# Directions
Once the line containing "the bat's foot" is found in the data below, repeat it and every later line exactly, leaving the pictures out.

#### Data under study

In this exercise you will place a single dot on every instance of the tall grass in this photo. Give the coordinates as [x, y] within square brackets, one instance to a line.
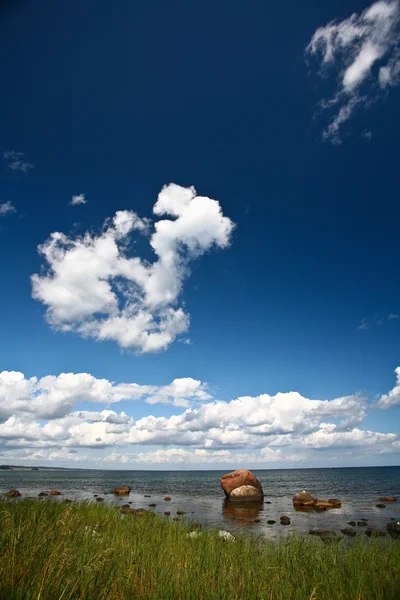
[51, 551]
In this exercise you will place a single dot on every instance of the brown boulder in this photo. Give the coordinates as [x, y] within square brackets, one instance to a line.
[13, 494]
[236, 479]
[122, 490]
[246, 493]
[303, 499]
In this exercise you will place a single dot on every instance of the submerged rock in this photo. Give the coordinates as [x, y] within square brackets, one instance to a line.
[239, 478]
[326, 535]
[303, 499]
[246, 493]
[349, 531]
[13, 494]
[393, 529]
[122, 490]
[374, 532]
[225, 535]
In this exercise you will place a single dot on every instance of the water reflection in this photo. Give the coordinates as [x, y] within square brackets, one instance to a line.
[242, 512]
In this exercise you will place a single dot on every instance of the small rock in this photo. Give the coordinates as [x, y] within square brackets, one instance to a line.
[13, 494]
[122, 490]
[194, 534]
[326, 535]
[348, 531]
[303, 499]
[225, 535]
[373, 532]
[393, 529]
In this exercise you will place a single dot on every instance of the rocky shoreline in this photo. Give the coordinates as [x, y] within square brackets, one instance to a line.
[246, 505]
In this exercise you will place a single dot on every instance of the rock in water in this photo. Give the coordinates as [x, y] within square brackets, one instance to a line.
[245, 492]
[393, 528]
[238, 478]
[303, 499]
[13, 494]
[122, 490]
[349, 531]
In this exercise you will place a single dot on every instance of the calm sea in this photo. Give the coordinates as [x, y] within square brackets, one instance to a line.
[199, 494]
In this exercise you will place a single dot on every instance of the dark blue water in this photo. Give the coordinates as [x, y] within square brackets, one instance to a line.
[199, 494]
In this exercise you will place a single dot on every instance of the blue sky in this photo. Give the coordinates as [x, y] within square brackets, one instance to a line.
[275, 282]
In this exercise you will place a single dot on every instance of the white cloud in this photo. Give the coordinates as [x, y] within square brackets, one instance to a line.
[52, 397]
[17, 161]
[7, 208]
[42, 414]
[78, 199]
[355, 46]
[392, 398]
[92, 286]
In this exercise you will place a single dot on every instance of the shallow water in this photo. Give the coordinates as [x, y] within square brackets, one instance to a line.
[199, 494]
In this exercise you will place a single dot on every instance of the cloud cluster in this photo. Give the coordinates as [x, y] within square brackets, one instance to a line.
[43, 414]
[93, 287]
[7, 208]
[365, 50]
[17, 161]
[78, 199]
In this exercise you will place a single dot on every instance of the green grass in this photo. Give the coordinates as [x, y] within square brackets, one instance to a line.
[48, 552]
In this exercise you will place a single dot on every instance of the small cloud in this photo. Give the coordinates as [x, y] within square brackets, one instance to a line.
[78, 199]
[17, 161]
[363, 51]
[7, 208]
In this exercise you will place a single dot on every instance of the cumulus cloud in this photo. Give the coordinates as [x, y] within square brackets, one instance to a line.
[52, 397]
[17, 161]
[43, 414]
[78, 199]
[93, 287]
[7, 208]
[364, 53]
[392, 398]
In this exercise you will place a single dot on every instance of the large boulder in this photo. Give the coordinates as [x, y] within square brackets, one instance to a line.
[13, 494]
[303, 499]
[246, 493]
[122, 490]
[237, 479]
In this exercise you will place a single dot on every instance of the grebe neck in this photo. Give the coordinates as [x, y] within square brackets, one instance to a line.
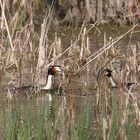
[49, 83]
[113, 83]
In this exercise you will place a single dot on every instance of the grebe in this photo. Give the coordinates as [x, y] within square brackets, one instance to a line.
[114, 84]
[52, 70]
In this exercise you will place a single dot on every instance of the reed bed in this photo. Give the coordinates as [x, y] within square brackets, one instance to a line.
[102, 113]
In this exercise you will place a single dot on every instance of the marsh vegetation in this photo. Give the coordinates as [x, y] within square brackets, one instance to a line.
[87, 107]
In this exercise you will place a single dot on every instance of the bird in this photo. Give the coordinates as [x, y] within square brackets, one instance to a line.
[23, 90]
[114, 84]
[52, 71]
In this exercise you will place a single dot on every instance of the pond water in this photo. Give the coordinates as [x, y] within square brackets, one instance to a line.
[83, 111]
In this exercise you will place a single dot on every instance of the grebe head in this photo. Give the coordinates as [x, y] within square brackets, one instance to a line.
[56, 69]
[107, 72]
[52, 71]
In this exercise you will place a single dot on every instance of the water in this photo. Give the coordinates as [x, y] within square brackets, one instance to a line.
[84, 110]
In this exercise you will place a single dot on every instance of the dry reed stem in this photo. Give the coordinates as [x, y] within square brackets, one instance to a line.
[6, 24]
[71, 46]
[104, 49]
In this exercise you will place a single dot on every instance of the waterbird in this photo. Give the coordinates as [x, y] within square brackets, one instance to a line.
[52, 70]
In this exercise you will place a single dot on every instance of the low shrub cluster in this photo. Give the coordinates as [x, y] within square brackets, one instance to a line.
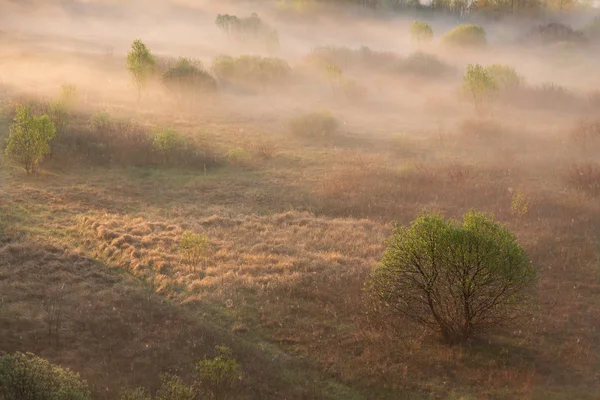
[250, 70]
[314, 125]
[465, 36]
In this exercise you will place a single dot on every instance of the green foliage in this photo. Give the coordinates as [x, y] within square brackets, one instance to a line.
[167, 143]
[519, 206]
[217, 376]
[29, 139]
[314, 125]
[193, 247]
[24, 376]
[250, 69]
[458, 279]
[173, 388]
[468, 36]
[505, 77]
[141, 65]
[421, 32]
[136, 394]
[101, 122]
[478, 84]
[186, 79]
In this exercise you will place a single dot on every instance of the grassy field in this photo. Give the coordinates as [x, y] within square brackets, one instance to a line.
[90, 275]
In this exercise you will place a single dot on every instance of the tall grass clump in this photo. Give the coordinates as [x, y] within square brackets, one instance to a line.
[465, 36]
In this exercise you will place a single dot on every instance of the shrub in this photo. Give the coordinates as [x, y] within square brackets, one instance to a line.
[193, 247]
[423, 64]
[167, 143]
[314, 125]
[24, 376]
[455, 279]
[101, 122]
[187, 79]
[136, 394]
[472, 36]
[505, 77]
[421, 32]
[217, 376]
[141, 65]
[478, 85]
[250, 69]
[29, 138]
[173, 388]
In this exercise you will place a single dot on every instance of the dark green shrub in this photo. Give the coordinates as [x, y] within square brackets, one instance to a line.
[187, 80]
[217, 377]
[314, 125]
[28, 377]
[141, 65]
[173, 388]
[458, 279]
[468, 36]
[29, 139]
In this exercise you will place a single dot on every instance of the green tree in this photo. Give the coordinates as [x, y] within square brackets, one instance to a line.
[421, 32]
[141, 65]
[29, 138]
[478, 85]
[216, 377]
[24, 376]
[458, 279]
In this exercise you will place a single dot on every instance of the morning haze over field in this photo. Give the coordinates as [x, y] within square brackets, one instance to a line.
[299, 199]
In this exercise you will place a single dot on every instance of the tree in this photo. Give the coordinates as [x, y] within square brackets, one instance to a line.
[421, 32]
[141, 64]
[186, 80]
[29, 139]
[216, 377]
[457, 279]
[479, 85]
[24, 376]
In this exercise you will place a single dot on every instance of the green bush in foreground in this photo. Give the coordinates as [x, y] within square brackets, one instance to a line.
[314, 125]
[216, 377]
[465, 36]
[24, 376]
[458, 279]
[29, 139]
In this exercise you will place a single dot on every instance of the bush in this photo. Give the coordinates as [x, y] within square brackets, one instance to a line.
[29, 138]
[455, 279]
[173, 388]
[28, 377]
[141, 65]
[421, 32]
[505, 77]
[468, 36]
[314, 125]
[187, 79]
[423, 64]
[168, 144]
[193, 247]
[217, 376]
[478, 85]
[250, 70]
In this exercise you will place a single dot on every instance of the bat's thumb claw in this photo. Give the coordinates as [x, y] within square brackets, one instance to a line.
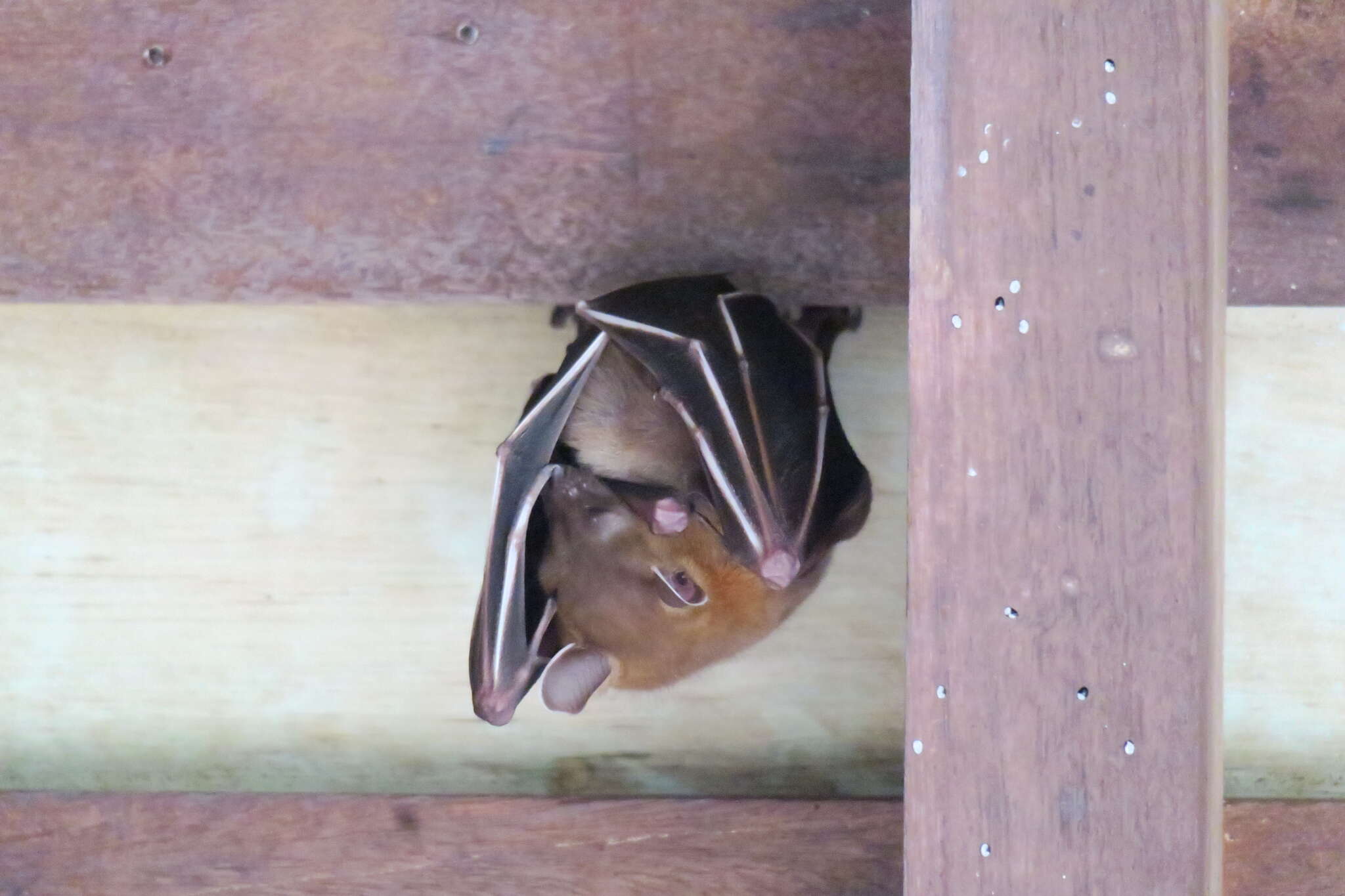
[494, 708]
[779, 567]
[670, 516]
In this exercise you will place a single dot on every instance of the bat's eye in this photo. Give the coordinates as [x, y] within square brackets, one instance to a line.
[684, 587]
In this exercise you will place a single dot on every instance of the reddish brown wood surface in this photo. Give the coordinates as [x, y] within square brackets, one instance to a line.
[345, 150]
[353, 150]
[1066, 449]
[1286, 137]
[191, 845]
[265, 845]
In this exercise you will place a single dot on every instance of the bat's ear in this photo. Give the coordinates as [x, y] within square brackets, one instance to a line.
[572, 676]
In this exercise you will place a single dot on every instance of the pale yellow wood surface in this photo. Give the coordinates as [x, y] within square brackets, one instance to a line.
[1285, 612]
[240, 550]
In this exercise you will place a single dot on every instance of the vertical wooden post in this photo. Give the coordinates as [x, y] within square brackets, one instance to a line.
[1069, 277]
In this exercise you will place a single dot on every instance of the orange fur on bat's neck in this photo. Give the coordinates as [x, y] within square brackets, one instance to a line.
[619, 427]
[608, 599]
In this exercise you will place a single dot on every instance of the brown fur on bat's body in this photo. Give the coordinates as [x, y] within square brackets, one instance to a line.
[649, 558]
[602, 554]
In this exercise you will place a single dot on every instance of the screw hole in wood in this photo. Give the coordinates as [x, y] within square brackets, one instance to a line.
[156, 56]
[467, 33]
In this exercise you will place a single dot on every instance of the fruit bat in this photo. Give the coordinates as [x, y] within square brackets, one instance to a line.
[670, 495]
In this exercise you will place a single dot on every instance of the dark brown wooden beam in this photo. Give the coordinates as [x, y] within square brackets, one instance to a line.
[260, 845]
[337, 150]
[1064, 610]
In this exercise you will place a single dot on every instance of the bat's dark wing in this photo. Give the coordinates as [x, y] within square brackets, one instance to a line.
[512, 618]
[755, 396]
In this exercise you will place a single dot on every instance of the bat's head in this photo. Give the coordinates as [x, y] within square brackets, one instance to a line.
[646, 591]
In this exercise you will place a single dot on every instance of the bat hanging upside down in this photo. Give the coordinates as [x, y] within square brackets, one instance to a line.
[693, 479]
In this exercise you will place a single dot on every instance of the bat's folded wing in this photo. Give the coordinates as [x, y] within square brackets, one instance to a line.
[753, 394]
[506, 654]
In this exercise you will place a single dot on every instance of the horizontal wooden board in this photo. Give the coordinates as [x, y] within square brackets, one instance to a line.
[337, 150]
[1286, 129]
[345, 150]
[198, 845]
[242, 544]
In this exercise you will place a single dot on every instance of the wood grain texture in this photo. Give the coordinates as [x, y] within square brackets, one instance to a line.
[206, 844]
[1066, 452]
[1283, 664]
[343, 150]
[1286, 128]
[337, 150]
[245, 543]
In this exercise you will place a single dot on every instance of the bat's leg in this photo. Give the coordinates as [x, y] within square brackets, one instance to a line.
[822, 324]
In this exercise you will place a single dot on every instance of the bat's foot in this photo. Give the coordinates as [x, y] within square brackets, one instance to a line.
[822, 324]
[562, 314]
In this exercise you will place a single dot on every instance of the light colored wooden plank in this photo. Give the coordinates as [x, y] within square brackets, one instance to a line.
[1066, 448]
[242, 548]
[143, 446]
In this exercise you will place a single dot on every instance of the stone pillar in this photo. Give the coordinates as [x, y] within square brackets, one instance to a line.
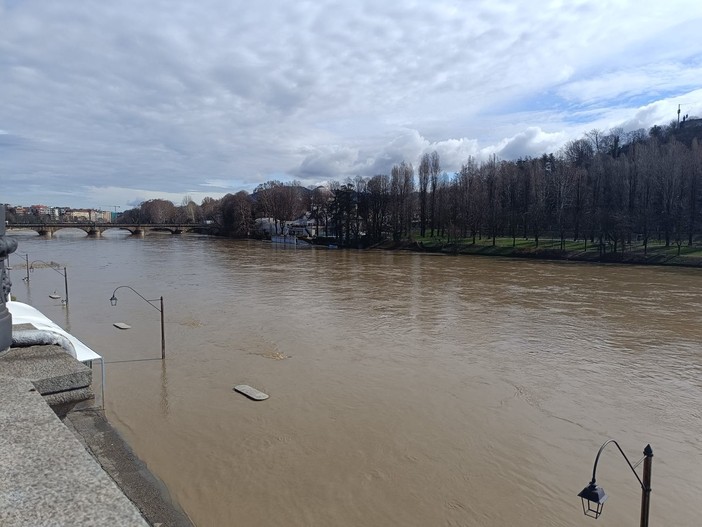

########

# Exercise output
In this exercise you will place a single dot on every instance of the bat's foot in this photo. Give the coordinates as [x, y] within square brackets, one instance to a line.
[822, 324]
[562, 314]
In this exercise you will place a single dot on every instance of the light colored wooden plank in this photo. Give the coordinates as [x, y] within square brackets, one instance to a line.
[1066, 448]
[242, 548]
[143, 446]
In this exercise you will place a single dot on every instance of the stone pillar in this photo. Give the coordinates as [x, y] within square brackets, one instance to a line.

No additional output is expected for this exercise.